Position annotation records

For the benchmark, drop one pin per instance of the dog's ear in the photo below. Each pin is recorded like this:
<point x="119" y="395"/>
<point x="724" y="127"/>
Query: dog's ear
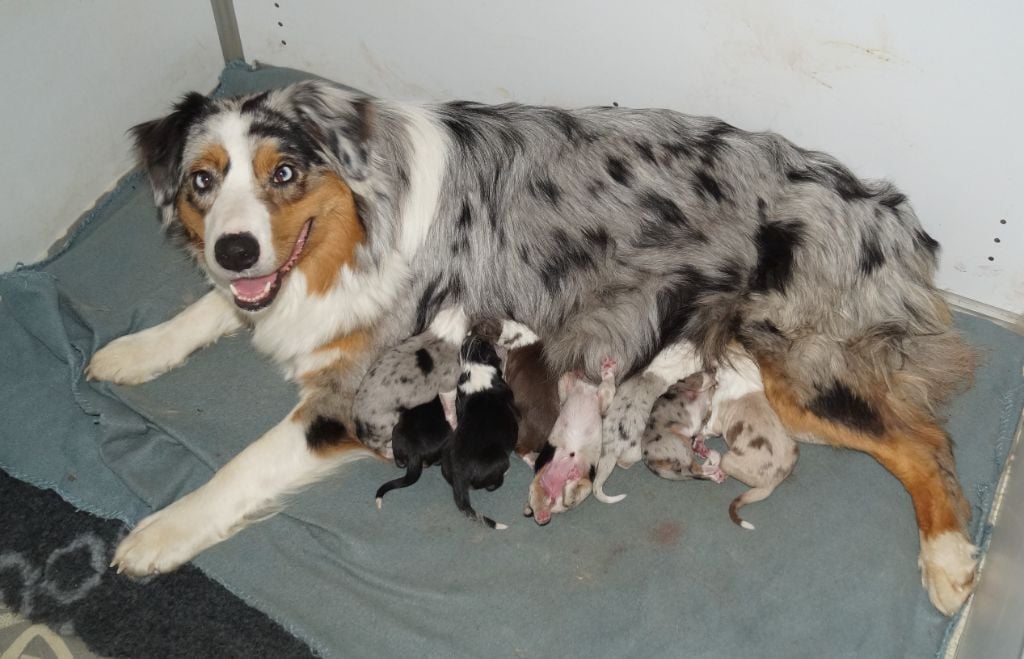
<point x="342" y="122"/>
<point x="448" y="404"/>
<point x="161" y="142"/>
* * *
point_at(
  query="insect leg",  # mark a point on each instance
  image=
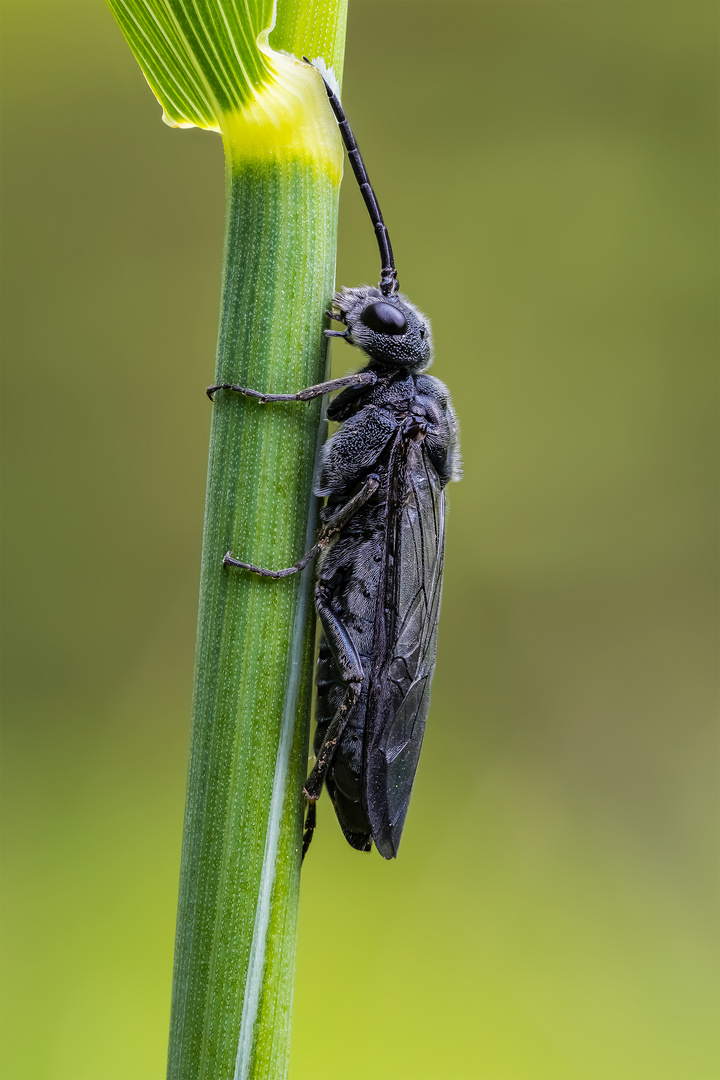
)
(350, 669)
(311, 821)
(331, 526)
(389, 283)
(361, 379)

What the task asks: Extract every line of the records above that contains the string "instance". Matching is case-sensitive.

Task answer:
For the benchmark, drop one pin per instance of the dog's ear in the photo below. Each pin is recorded like this:
  query="insect leg",  # mark a point on each instance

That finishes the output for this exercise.